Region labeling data
········
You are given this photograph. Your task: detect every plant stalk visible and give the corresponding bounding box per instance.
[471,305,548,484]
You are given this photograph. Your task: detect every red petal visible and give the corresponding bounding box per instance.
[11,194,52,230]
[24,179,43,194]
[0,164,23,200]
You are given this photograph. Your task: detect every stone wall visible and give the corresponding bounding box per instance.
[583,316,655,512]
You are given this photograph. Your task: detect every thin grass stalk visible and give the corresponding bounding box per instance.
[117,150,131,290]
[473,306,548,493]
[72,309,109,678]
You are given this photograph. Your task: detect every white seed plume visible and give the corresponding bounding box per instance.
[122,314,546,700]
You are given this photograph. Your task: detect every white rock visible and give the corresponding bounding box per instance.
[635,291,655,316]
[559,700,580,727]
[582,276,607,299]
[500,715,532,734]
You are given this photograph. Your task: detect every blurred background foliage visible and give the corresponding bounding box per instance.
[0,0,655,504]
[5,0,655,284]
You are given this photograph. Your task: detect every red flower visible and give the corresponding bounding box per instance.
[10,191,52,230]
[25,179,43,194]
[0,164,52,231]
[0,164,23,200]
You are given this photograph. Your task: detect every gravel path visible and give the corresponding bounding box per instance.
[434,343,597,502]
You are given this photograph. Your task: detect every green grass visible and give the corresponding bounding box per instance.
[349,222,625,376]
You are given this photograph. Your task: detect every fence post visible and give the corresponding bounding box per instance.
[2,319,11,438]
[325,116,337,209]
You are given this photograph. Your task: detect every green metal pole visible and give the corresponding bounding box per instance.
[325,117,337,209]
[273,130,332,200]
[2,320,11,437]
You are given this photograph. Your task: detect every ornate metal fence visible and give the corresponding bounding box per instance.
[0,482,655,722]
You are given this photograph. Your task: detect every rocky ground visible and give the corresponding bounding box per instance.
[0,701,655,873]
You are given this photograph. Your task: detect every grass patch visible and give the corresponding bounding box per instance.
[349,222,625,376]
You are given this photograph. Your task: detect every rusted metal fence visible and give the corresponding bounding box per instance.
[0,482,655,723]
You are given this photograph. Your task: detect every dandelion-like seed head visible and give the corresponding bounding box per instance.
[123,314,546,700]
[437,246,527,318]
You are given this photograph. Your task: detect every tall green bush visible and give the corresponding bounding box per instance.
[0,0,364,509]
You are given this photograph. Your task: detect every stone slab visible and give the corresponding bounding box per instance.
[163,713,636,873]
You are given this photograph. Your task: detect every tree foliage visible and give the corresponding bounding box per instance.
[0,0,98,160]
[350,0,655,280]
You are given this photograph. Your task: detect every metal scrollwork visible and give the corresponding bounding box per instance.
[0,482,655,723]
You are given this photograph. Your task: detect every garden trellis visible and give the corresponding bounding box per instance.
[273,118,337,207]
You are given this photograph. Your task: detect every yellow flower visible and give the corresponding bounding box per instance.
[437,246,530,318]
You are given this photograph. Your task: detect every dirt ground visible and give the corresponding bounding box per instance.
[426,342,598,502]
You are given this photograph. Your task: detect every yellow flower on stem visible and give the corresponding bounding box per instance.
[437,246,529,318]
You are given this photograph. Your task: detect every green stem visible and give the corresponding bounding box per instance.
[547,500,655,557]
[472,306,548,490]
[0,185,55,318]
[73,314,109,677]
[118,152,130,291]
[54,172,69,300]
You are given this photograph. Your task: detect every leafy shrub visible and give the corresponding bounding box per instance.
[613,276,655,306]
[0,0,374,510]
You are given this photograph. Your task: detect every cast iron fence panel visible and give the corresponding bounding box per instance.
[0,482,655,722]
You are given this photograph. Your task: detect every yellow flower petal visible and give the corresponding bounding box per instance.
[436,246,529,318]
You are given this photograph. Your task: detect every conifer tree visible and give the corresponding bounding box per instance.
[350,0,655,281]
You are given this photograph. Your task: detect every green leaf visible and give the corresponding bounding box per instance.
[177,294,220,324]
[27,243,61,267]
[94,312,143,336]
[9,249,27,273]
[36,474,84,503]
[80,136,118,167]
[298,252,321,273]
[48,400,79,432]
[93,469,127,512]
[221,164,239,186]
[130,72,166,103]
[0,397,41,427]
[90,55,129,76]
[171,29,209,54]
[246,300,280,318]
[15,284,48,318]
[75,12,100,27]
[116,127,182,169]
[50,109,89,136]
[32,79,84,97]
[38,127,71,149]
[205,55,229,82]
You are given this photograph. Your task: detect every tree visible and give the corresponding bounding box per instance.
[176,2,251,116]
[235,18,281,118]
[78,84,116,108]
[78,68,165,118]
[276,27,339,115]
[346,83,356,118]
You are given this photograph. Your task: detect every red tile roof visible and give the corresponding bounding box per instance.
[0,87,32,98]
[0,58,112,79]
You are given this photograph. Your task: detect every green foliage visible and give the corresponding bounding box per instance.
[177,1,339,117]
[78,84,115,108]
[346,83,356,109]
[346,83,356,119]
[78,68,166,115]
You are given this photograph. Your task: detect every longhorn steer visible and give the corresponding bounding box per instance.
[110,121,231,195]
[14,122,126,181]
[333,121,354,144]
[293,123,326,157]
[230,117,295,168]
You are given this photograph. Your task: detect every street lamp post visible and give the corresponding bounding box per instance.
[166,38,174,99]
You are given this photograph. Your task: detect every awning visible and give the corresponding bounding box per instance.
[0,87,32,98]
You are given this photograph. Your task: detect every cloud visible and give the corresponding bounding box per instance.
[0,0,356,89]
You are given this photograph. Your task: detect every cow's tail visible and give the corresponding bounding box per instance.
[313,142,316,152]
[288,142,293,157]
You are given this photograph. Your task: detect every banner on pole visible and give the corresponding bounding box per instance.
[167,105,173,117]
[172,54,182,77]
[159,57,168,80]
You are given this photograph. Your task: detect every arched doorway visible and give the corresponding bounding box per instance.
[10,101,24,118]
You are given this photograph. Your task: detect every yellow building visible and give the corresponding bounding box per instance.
········
Update all of the data above so that every "detect" becomes "locate", and leave everything else unchanged.

## Full solution:
You are given this photograph. Your task: locate every plant stalk visible and give the corresponding bounding box per instance.
[471,305,548,484]
You are given this photograph. Your task: locate every red petal visible and give the corresponding bounding box per instance.
[11,194,52,230]
[24,179,43,194]
[0,164,23,200]
You are given this photograph. Your task: locate every stone wall visible and give the corresponding bounding box per instance.
[583,316,655,512]
You are given this photograph. Your task: locate every thin grass stalk visible and give the corresponding bounding box per instance.
[117,150,131,290]
[473,306,548,493]
[72,309,109,678]
You are given this photograph. Your task: locate every white seed plume visible and give the corresponding bounding box per instance.
[122,314,546,700]
You are given this photograph. Your task: locate every white rock visible and give the corresponding bounding box per instance.
[635,291,655,316]
[559,700,580,727]
[582,276,607,299]
[500,715,532,734]
You are given this photograph. Your task: locate every blurred background foliage visible and give the corresponding bounding box per instance.
[0,0,655,504]
[5,0,655,284]
You are given this photograph. Your task: locate every red flower visible and give the corresponding bounding box per instance.
[10,191,52,230]
[25,179,43,194]
[0,164,52,231]
[0,164,23,200]
You are given this photograph. Your task: locate every gravel path visible and give the corresponding bounding box per instance.
[434,343,597,502]
You are given this photograph. Your task: locate every green grass visible and give the corresponding bounding box per instance.
[349,222,625,376]
You are given this photograph. Your task: locate every fence post visible and give the corresponding bounding box per instance.
[2,319,11,438]
[325,116,337,209]
You are given this photograph. Your task: locate every green metal pole visible and give the corresponding bounding box per instance.
[325,117,337,209]
[273,130,332,200]
[2,320,11,437]
You are given this photograph. Your task: locate every ornate metal fence visible and give the corresponding bounding box per instance.
[0,482,655,722]
You are given this photograph. Your task: locate every rocky ground visible and give the corresponding bounding box per instance.
[0,701,655,873]
You are given this photograph. Your task: locate every grass patch visible and give the corresponding bounding box per instance.
[349,222,625,376]
You are given this photograph. Your task: locate every rusted metal fence visible and give the corresponding bounding box per instance.
[0,482,655,723]
You are given this photograph. Your task: locate every dandelion-like seed head visible and give the corresponding bounding box per instance.
[123,314,546,700]
[437,246,527,318]
You are given this photograph. Your task: locate every tall green bush visible and give the corresponding bounding box per instance.
[0,0,364,509]
You are given this photograph. Your task: locate every stone slab visible and give the corresponding bounding box per instance.
[163,713,636,873]
You are given this photograph. Your task: locate every tree foliage visible and give the corresponding bounding box per instance.
[0,0,98,160]
[350,0,655,280]
You are given this photograph. Your task: locate every metal scrollwork visible and give the corresponding bounding box per instance.
[0,482,655,723]
You are given this photograph. Your task: locate every garden trellis visible and give the corresponding bounding box per instance.
[273,118,337,207]
You are given this photograph. Your task: locate every yellow flower visible and give the corresponding bounding box per instance.
[437,246,530,318]
You are given this photograph. Your task: locate every dirt ground visible and give the corresponding bounding box per instance.
[426,342,598,502]
You are given this photograph. Your task: locate every yellow flower on stem visible and give the corresponding bounding box per instance.
[437,246,529,318]
You are given this photograph. Your task: locate every green stem visible and give the corresponding bounding box per instance.
[547,500,655,557]
[472,306,548,490]
[0,185,55,318]
[73,314,109,677]
[118,152,130,291]
[54,172,69,300]
You are given this photograph. Your task: locate every leafy shrub visible and give the corresponding bounding box per instance.
[613,276,655,306]
[0,0,374,510]
You are given this photograph. Your task: locate every cast iron fence panel visible and give the corresponding bounding box per instance.
[0,482,655,722]
You are given this photograph. Your task: locate every yellow flower petal visible and give the corresponding bounding box per instance.
[436,246,529,318]
You are given this photograph. Your task: locate every conifer tree visible and give the corresponding bounding box per instance.
[350,0,655,281]
You are given this photograph. Your task: locate every green leaf visible and give the corresponding bounding box per instance.
[177,294,220,324]
[27,243,61,267]
[94,312,143,336]
[9,249,27,273]
[36,474,84,503]
[80,136,118,167]
[298,252,321,273]
[48,400,79,432]
[93,469,127,512]
[221,164,239,186]
[130,72,166,103]
[0,397,41,427]
[90,55,129,76]
[171,29,209,54]
[246,300,280,318]
[15,284,48,318]
[75,12,100,27]
[116,127,182,169]
[50,109,89,136]
[32,79,84,97]
[38,127,71,149]
[205,55,229,82]
You are given this photograph. Your task: locate every tree visible and give the corresponding bounding box per instance.
[176,2,251,116]
[235,18,281,118]
[78,84,116,108]
[78,68,165,118]
[276,27,339,115]
[346,83,356,118]
You are given this photograph. Your task: locate every red tile roof visible and give the corresponding bounding box per instance.
[0,87,32,98]
[0,58,112,79]
You are given this photograph. Your task: locate every green foliage visible and give the corresponding bounding box per instance.
[177,1,339,117]
[78,84,115,108]
[346,83,356,109]
[346,83,356,119]
[78,68,166,115]
You are given this photograph. Your task: locate every longhorn steer visible and give the corresponding bounding box per instance.
[110,121,231,195]
[14,122,126,181]
[333,121,354,144]
[293,123,326,157]
[230,117,295,168]
You are given this photograph. Your task: locate every street lamp post visible and give the corresponding bounding box per instance.
[166,38,174,99]
You are given this photograph. Your task: locate every awning visible and give the corresponding bounding box per instance.
[0,87,32,98]
You are given this photograph. Your task: locate every cloud visible and give the corresponding bounding box per instance.
[0,0,356,89]
You are given this photograph. Your task: locate every cow's tail visible and give the corresponding bounding box per instance.
[313,142,316,152]
[288,142,293,157]
You are given this photograph. Your task: locate every banner on pole visible and give the corresponding bounding box per instance.
[167,105,173,117]
[172,54,182,77]
[159,57,168,80]
You are given this photograph. Your task: locate every arched doorway visible and give the corresponding bounding box per instance.
[10,101,24,118]
You are given this photograph. Your task: locate every yellow building visible and give the corresponding bounding box per instance.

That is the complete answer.